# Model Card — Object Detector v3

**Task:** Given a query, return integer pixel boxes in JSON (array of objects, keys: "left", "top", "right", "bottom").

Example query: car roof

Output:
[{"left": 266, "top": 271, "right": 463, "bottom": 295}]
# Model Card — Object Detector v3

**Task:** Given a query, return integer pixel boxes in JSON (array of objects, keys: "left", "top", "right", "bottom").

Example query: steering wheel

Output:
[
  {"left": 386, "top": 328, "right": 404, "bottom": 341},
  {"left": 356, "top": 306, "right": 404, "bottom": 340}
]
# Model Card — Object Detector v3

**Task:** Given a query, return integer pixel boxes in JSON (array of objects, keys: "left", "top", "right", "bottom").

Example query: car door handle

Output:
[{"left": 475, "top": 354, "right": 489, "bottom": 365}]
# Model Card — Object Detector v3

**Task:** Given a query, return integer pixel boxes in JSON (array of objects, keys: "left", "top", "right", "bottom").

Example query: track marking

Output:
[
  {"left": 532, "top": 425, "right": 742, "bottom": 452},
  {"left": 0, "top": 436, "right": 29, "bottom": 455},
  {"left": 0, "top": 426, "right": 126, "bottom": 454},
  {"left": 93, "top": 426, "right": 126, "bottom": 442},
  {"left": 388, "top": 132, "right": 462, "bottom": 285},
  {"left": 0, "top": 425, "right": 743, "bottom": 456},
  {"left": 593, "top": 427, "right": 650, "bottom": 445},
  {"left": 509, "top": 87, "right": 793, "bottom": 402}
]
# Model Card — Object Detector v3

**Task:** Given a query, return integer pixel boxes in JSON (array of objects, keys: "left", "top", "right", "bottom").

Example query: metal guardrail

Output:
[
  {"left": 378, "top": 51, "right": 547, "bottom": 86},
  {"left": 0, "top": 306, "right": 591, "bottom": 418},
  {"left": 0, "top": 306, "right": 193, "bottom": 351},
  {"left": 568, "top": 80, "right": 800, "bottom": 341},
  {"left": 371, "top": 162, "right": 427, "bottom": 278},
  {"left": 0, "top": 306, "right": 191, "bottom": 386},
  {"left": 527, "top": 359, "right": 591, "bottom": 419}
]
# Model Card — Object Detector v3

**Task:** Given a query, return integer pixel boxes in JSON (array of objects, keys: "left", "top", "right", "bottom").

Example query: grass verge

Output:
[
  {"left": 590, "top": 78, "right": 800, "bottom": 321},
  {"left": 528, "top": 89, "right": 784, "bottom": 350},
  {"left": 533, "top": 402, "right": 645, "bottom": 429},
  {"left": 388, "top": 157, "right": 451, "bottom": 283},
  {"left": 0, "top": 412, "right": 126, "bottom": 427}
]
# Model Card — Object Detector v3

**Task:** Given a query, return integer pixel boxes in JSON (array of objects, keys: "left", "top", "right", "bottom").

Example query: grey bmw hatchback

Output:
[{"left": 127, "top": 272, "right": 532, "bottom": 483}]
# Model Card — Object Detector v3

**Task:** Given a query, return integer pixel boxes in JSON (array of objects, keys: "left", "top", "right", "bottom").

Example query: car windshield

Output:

◆ ◆ ◆ ◆ ◆ ◆ ◆

_What is required_:
Exact reproduction of the listing above is required.

_Written response_:
# Model Card — Object Detector v3

**Task:** Given a query, return integer pixel boxes in JSON (array of objects, keys: "left", "top", "right", "bottom").

Example query: car roof

Output:
[{"left": 266, "top": 271, "right": 463, "bottom": 295}]
# Model Card — Object Detector v3

**Task:** Given a query, return integer pixel boxes in JSON (array of objects, keys: "left", "top", "right", "bottom").

Example query: steering wheel

Output:
[
  {"left": 386, "top": 328, "right": 404, "bottom": 341},
  {"left": 356, "top": 306, "right": 404, "bottom": 340}
]
# Model Card — Object Detector v3

**Task:** Given a query, return integer pixel boxes in JSON (array of objects, keys: "left", "top", "right", "bottom").

Example query: car door handle

Output:
[{"left": 475, "top": 354, "right": 489, "bottom": 365}]
# Model Card — Object Detector v3

**Task:** Given a query, return integer pixel boxes in JSON (array of objects, keys: "left", "top", "right", "bottom").

Example query: track marking

Output:
[
  {"left": 532, "top": 425, "right": 742, "bottom": 452},
  {"left": 0, "top": 436, "right": 29, "bottom": 455},
  {"left": 0, "top": 426, "right": 126, "bottom": 454},
  {"left": 93, "top": 426, "right": 126, "bottom": 442},
  {"left": 388, "top": 132, "right": 462, "bottom": 285},
  {"left": 0, "top": 425, "right": 743, "bottom": 456},
  {"left": 593, "top": 427, "right": 650, "bottom": 445},
  {"left": 509, "top": 87, "right": 793, "bottom": 402}
]
# Model Card — Object Detector v3

**Task:** Given a query, return integer pixel boxes in JSON (array of objects, keys: "left", "top", "right", "bottom").

Example query: metal guardrail

Output:
[
  {"left": 378, "top": 51, "right": 547, "bottom": 86},
  {"left": 0, "top": 306, "right": 591, "bottom": 418},
  {"left": 0, "top": 306, "right": 193, "bottom": 351},
  {"left": 568, "top": 80, "right": 800, "bottom": 341},
  {"left": 371, "top": 162, "right": 427, "bottom": 278},
  {"left": 0, "top": 306, "right": 191, "bottom": 386},
  {"left": 527, "top": 359, "right": 591, "bottom": 419}
]
# Model Card — Object Detector v3

**Task:** Given a query, return integer pixel boxes in JSON (array of objects, keys: "left", "top", "right", "bottom").

Example query: grass verge

Output:
[
  {"left": 590, "top": 78, "right": 800, "bottom": 321},
  {"left": 528, "top": 89, "right": 784, "bottom": 350},
  {"left": 533, "top": 402, "right": 645, "bottom": 429},
  {"left": 388, "top": 157, "right": 451, "bottom": 283},
  {"left": 0, "top": 412, "right": 126, "bottom": 427}
]
# Model Card — Object Detector v3

**Task:** Given a query, return integer pixel boxes in JSON (array of objects, keys: "left", "top", "right", "bottom").

Example query: grey bmw hatchback

Output:
[{"left": 127, "top": 272, "right": 532, "bottom": 483}]
# Model Card — Object Detector v3

**Task:** Given a query, return integer pixel boxes in JSON (array of objects, keys: "left", "top", "right", "bottom").

Example query: car windshield

Output:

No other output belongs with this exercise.